>> begin Supplied records

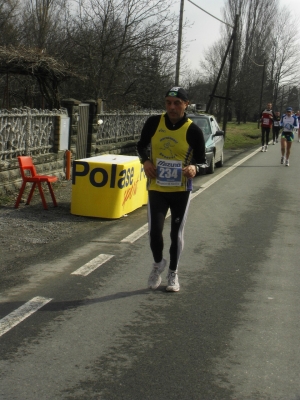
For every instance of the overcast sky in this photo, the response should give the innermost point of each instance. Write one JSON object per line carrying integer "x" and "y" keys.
{"x": 206, "y": 30}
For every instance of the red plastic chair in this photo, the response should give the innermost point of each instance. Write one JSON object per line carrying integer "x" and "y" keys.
{"x": 26, "y": 164}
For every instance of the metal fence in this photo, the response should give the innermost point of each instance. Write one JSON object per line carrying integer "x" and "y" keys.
{"x": 26, "y": 132}
{"x": 120, "y": 127}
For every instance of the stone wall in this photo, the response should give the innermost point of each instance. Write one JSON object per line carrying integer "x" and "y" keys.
{"x": 37, "y": 133}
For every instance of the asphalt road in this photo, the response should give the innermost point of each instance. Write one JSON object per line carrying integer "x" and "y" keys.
{"x": 232, "y": 332}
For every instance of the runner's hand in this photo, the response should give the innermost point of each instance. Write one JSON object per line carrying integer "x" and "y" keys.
{"x": 149, "y": 169}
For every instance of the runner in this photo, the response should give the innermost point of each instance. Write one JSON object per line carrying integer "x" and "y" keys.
{"x": 276, "y": 126}
{"x": 266, "y": 119}
{"x": 298, "y": 130}
{"x": 288, "y": 122}
{"x": 177, "y": 150}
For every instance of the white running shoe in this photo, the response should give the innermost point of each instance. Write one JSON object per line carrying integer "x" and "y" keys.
{"x": 173, "y": 284}
{"x": 154, "y": 279}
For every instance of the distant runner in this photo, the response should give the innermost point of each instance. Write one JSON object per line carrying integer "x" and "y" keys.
{"x": 288, "y": 122}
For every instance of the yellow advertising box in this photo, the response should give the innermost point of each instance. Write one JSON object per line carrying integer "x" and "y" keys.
{"x": 108, "y": 186}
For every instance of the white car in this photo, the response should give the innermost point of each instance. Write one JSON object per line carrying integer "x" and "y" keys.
{"x": 214, "y": 139}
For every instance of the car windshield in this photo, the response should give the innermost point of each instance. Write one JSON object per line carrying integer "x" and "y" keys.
{"x": 204, "y": 124}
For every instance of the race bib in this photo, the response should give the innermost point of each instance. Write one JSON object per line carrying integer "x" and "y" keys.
{"x": 168, "y": 172}
{"x": 288, "y": 127}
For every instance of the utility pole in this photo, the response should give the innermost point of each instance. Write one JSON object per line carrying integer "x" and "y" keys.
{"x": 179, "y": 44}
{"x": 225, "y": 117}
{"x": 261, "y": 93}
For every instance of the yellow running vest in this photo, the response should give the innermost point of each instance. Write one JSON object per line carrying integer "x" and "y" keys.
{"x": 170, "y": 152}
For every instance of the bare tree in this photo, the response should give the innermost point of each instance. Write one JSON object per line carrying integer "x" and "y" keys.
{"x": 119, "y": 44}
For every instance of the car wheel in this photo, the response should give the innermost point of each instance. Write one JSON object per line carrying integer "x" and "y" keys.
{"x": 221, "y": 162}
{"x": 211, "y": 168}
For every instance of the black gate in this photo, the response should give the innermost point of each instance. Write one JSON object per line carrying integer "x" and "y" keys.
{"x": 82, "y": 133}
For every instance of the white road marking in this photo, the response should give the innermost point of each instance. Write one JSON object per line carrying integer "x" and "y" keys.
{"x": 136, "y": 235}
{"x": 92, "y": 265}
{"x": 222, "y": 174}
{"x": 17, "y": 316}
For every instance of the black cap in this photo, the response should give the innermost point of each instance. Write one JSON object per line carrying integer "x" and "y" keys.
{"x": 179, "y": 92}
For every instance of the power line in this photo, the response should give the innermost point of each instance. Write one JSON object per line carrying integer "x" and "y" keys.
{"x": 211, "y": 15}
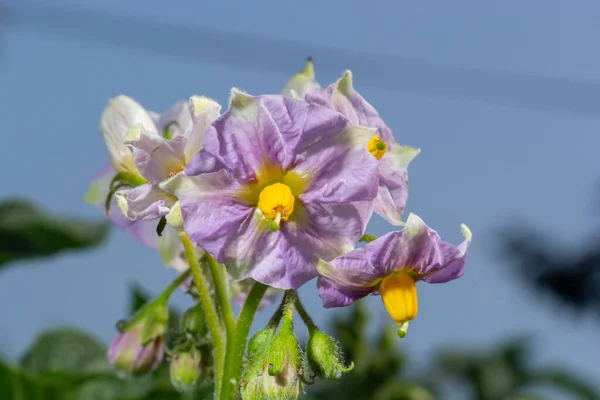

>> end Supplied records

Gather every line in the items above that contains the string "shoe". Case counts.

:: Task result ::
For every instance of the white running shoe in this photo, the response should give the innermost point of each instance. Write one JSON object per line carrying integer "x" and "y" keys.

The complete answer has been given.